■ STATED GOAL ■
Return every line of the items below that contains the string "jute", matching case exactly.

■ LISTED RECORDS ■
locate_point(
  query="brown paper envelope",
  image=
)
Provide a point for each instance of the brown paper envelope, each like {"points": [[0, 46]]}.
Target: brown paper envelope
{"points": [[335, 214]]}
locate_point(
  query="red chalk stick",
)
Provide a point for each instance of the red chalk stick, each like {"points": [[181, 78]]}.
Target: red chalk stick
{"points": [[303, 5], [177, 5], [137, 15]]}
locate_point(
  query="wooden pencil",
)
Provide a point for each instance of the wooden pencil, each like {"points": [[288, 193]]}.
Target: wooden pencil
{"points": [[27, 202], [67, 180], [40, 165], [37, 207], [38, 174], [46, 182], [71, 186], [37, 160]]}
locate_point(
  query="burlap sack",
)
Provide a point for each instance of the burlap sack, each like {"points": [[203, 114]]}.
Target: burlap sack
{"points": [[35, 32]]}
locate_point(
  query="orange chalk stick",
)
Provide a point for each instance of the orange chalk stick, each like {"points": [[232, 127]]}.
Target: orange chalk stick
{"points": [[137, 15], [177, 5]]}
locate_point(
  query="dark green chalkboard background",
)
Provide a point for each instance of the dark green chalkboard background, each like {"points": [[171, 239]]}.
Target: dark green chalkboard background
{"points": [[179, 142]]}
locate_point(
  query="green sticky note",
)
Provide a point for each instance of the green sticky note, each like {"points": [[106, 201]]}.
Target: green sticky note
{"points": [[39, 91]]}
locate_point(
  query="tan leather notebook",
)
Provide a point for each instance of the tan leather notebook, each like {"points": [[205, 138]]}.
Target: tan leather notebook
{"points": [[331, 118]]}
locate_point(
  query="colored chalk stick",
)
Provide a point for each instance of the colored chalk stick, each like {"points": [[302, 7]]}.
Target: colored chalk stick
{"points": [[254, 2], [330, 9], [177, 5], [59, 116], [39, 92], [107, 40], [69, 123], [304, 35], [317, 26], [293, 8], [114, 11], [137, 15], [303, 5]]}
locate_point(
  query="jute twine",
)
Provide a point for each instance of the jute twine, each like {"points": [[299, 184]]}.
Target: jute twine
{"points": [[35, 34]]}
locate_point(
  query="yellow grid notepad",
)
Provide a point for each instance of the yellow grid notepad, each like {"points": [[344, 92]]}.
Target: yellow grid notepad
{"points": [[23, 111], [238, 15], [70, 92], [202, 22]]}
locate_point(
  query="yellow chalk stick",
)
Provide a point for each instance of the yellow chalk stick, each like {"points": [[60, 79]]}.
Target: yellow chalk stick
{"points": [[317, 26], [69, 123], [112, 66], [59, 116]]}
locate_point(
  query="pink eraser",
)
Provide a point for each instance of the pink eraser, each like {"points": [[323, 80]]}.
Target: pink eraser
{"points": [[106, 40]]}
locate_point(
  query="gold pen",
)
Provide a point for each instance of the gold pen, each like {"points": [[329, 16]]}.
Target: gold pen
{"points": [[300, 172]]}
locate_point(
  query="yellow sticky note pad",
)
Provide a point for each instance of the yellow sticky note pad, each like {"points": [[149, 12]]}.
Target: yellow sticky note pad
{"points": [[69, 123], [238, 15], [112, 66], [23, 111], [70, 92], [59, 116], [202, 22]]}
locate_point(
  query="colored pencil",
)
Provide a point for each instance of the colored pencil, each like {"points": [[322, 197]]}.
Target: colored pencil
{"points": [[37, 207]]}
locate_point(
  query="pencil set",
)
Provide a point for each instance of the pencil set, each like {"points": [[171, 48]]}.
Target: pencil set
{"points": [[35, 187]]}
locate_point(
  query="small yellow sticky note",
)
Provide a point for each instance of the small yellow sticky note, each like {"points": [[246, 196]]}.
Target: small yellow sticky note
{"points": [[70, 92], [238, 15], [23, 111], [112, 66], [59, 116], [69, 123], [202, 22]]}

■ ANSWER TO THIS TASK ■
  query="jute twine",
Provide a point for each instance of the jute twine, each like {"points": [[299, 184]]}.
Target: jute twine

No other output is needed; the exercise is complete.